What is expected
Can all of these lines be returned exactly?

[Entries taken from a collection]
----
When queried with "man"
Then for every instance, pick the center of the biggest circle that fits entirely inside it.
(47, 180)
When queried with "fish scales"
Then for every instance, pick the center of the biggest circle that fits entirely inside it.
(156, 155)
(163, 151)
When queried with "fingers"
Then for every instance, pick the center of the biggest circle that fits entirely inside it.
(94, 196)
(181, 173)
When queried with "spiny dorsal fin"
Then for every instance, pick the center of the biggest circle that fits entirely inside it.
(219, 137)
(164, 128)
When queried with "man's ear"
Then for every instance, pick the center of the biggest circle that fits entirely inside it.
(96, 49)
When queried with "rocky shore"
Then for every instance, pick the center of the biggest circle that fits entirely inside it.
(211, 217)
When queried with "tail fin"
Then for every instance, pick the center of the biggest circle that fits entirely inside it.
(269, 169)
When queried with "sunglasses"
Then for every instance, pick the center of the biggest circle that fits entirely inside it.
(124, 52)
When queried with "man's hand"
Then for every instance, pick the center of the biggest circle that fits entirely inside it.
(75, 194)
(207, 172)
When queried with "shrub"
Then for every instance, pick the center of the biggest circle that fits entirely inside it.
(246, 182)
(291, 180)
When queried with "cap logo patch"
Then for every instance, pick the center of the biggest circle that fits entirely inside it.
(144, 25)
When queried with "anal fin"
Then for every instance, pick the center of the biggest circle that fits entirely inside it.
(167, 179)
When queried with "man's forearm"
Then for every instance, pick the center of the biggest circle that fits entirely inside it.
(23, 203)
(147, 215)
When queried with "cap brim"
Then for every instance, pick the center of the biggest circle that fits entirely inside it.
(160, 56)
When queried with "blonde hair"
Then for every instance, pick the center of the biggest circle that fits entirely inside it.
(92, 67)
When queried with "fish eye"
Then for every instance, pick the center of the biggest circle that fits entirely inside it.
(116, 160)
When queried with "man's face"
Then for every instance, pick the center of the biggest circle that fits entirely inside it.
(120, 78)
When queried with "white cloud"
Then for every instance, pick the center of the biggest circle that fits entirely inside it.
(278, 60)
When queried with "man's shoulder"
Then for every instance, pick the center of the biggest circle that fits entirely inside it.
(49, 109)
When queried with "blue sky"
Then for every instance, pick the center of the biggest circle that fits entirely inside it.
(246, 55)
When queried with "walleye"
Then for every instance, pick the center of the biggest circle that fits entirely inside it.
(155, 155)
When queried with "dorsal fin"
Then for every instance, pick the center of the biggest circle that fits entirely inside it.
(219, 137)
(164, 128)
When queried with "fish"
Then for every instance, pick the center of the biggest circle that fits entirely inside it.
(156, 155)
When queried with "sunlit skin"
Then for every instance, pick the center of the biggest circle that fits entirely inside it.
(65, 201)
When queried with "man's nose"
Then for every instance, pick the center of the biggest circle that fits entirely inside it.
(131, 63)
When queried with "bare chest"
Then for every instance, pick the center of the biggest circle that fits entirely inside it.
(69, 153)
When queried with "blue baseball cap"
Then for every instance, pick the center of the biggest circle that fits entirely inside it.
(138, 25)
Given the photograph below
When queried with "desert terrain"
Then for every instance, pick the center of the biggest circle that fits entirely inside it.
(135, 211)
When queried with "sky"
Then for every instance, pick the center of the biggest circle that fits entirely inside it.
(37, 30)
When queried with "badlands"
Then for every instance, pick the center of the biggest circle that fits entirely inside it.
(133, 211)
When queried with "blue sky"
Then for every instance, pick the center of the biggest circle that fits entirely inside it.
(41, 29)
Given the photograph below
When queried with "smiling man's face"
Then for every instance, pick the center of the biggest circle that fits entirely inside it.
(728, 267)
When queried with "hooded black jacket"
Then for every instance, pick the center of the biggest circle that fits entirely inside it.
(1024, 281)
----
Task response
When queried with "man"
Then for every instance, pick the center of the biggest circle that fits entirely inside it.
(47, 180)
When queried with "fish scales"
Then for every instance, pick the center of the biggest circle that fits entirely inside it.
(156, 155)
(163, 151)
When queried with "fingers"
Then for every instance, pick the center of the biggest circle that fits entirely inside it.
(94, 196)
(181, 173)
When queried with "spiny dorsal fin"
Then for every instance, pick the center of the biggest circle that fits entirely inside it.
(219, 137)
(164, 128)
When queried with "man's ear"
Then for every instance, pick the center of the biggest circle that fits entirely inside it.
(96, 49)
When queried with "rocky shore"
Then for every instance, pick the center of the biggest circle that fits entirely inside it.
(211, 217)
When queried with "tail fin"
Then for every instance, pick the center of the biggest circle that fits entirely inside it.
(269, 169)
When queried with "sunglasses"
Then for every instance, pick the center of the biggest circle that fits entirely inside it.
(124, 52)
When queried with "man's hand"
Then for every instance, pick the center of the biggest circle that fits entirely inside it.
(75, 194)
(207, 172)
When queried with "shrub"
Then for every instance, pick the center of the biggest circle that fits entirely inside it.
(246, 182)
(291, 180)
When queried with "cap logo patch"
Then for every instance, pick the center of the biggest circle that fits entirely inside it.
(144, 25)
When queried with "anal fin"
Then for every instance, pick the center of the biggest circle that fits entirely inside it.
(167, 179)
When queried with "man's forearm"
Then for every instance, pick the center of the biggest circle that fits entirely inside it.
(23, 203)
(147, 215)
When queried with "cap brim"
Then for every instance, pick the center of the biggest circle that fits entirely inside it.
(160, 56)
When queried with "blonde hair"
Then for every instance, pick the center of the biggest circle that fits entirely inside it.
(92, 67)
When queried with "fish eye"
Then for every instance, pick the center of the biggest circle that fits entirely inside it.
(116, 160)
When queried with "man's face"
Then for every instance, pick the center of the biggest circle that fits entirely inside it.
(120, 78)
When queried with "white cloud"
Then for every instance, pick the center of the biggest circle that fits entirely inside it.
(278, 60)
When queried with "man's shoulder"
Then for every instance, pick the center of the biggest circle that fits entirely inside it.
(49, 109)
When queried with "blue sky"
Then for every instance, pick the center of the biggest circle that fits entirely inside it.
(246, 55)
When queried with "walleye"
Then for every instance, pick the center of the biggest circle that fits entirely inside it.
(155, 155)
When queried with "dorsal fin"
Then for every instance, pick the center of the biggest circle that fits entirely inside it.
(219, 137)
(164, 128)
When queried with "fish"
Then for every instance, pick the center of the biggest circle that fits entirely inside it.
(156, 155)
When queried with "sunlit skin"
Then for every instance, pick the center of the biggest circle that fits entirely inside it.
(65, 201)
When queried with "man's nose"
Then for every instance, pick the center of the biggest circle that fits entirely inside it.
(131, 63)
When queried with "bare chest"
Then for every instance, pick the center of the biggest circle that fits entirely inside it.
(69, 153)
When queried with "blue baseball cap"
Then for every instance, pick the center of the biggest circle that fits entirely inside it.
(138, 25)
Given the photograph below
When queried with "desert terrain"
Then for every instance, pick the center of the biggest circle that fits entirely inside it.
(135, 211)
When queried with "sky"
Then for every instance, pick the center of the biggest circle that fits entirely inside it.
(37, 30)
When queried with "badlands"
Then for every instance, pick the center of the biggest circle that fits entirely inside it.
(133, 211)
When queried with "blue sky"
Then for every instance, pick the center of the biggest circle that fits entirely inside it.
(41, 29)
Given the photograph below
When queried with "smiling man's face"
Then for every instance, pick the center of the biggest circle that fits entirely inside it.
(728, 267)
When queried with "hooded black jacket"
Then for every instance, pick the center of the biggest circle that fits entirely inside it.
(1024, 281)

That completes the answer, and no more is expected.